• _Directions for this task_:
Copy every one of the rows below without changing a single character.

─── The data

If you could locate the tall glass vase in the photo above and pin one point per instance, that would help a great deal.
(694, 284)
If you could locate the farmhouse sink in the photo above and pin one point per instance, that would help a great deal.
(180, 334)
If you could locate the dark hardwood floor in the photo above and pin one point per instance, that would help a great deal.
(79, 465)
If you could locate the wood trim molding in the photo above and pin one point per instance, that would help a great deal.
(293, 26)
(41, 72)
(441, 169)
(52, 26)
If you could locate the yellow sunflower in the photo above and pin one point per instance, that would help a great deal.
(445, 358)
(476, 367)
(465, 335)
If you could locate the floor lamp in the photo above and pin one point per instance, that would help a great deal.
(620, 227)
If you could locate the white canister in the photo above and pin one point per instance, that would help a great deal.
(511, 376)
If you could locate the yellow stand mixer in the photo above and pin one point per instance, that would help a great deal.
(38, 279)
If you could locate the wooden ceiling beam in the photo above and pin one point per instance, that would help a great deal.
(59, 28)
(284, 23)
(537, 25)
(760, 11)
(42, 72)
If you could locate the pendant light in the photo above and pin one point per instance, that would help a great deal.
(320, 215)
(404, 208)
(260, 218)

──────

• _Complete response_:
If you could locate the tall glass vase in the photo above and pin one point per instance, that would help a great deal.
(694, 284)
If you could locate the farmhouse sink in the photo above and pin one point per instance, that would help a great deal.
(180, 334)
If you could locate the dark hardwood floor in the photo above and pin one point per instance, that would help a great deal.
(79, 465)
If you could locate the wood trim molding in the photo above and pin one point per instance, that would help a great deal.
(293, 26)
(41, 72)
(441, 169)
(52, 26)
If you could locate the yellow sunflower in the photo above and pin one point per instance, that would help a great deal.
(445, 358)
(476, 367)
(465, 335)
If you could locate the floor lamp in the photo above and pin one point per instance, that would help a great deal.
(620, 227)
If you could locate the white canister in the photo above and pin one point per instance, that would help a great deal.
(511, 376)
If you could locate the yellow stand mixer in the photo above and pin one point per instance, that would help a great deal.
(38, 279)
If you could locate the wooden ceiling beam in the photo above and pin one point per instance, that would help a great deal.
(59, 28)
(284, 23)
(537, 25)
(760, 11)
(42, 72)
If you could locate the pendant light in the photo above and pin one point per instance, that would help a great deal.
(320, 215)
(404, 208)
(260, 218)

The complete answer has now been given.